What you should do:
Every line containing "sign" should be identified and copied from the data below.

Point localization data:
# # # #
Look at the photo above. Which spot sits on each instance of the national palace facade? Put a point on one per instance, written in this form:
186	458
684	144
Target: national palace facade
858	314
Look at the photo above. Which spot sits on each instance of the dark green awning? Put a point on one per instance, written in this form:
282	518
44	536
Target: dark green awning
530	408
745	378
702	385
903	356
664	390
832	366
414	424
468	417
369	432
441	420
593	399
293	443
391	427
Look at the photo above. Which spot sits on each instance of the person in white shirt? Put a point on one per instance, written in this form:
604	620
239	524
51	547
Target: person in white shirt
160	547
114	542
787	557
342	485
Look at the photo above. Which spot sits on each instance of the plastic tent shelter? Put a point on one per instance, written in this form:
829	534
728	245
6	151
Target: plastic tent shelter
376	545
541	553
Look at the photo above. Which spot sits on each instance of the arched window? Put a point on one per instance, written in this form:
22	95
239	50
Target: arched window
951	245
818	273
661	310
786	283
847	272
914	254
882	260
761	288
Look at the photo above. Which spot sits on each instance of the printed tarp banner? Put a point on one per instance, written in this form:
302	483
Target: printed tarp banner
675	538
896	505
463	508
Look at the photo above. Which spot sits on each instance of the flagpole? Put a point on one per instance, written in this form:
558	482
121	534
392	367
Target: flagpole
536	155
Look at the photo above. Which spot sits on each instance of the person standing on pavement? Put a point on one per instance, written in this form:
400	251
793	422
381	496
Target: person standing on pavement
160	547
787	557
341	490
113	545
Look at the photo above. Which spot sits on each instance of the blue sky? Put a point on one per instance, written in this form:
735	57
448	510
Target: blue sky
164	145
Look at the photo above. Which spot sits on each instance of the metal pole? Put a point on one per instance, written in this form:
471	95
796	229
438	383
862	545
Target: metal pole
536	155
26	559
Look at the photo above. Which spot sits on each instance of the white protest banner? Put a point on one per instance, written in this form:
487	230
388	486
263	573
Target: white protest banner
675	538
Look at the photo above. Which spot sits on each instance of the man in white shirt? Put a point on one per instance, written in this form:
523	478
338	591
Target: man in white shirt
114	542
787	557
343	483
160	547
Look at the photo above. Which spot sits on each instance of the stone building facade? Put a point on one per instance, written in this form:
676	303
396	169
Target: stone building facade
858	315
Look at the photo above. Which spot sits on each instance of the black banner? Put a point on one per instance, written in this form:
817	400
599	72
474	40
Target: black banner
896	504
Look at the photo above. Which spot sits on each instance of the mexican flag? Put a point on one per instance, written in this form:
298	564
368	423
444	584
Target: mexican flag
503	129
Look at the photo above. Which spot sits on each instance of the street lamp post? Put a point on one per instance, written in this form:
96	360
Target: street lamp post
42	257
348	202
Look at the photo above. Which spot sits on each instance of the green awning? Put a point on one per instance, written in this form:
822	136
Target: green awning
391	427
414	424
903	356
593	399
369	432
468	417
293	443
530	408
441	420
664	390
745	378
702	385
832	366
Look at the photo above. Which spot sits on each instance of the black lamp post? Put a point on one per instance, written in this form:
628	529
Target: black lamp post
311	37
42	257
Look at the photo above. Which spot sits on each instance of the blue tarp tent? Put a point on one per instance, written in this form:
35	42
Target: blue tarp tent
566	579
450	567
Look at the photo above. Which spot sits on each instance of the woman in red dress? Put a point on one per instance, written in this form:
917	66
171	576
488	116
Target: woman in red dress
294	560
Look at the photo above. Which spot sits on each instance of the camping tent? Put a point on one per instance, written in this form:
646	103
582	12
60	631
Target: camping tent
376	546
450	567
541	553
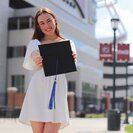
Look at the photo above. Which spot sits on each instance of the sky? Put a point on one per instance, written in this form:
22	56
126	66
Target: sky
124	9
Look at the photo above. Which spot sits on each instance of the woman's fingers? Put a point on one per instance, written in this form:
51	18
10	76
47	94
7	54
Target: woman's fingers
39	61
74	56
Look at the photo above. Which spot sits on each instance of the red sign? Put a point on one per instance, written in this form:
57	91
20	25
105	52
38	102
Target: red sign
# # # #
Written solution:
Look at the photo above. Which spot sits on each instance of the red sign? Put a point on one per instance, written in this form:
Target: red sign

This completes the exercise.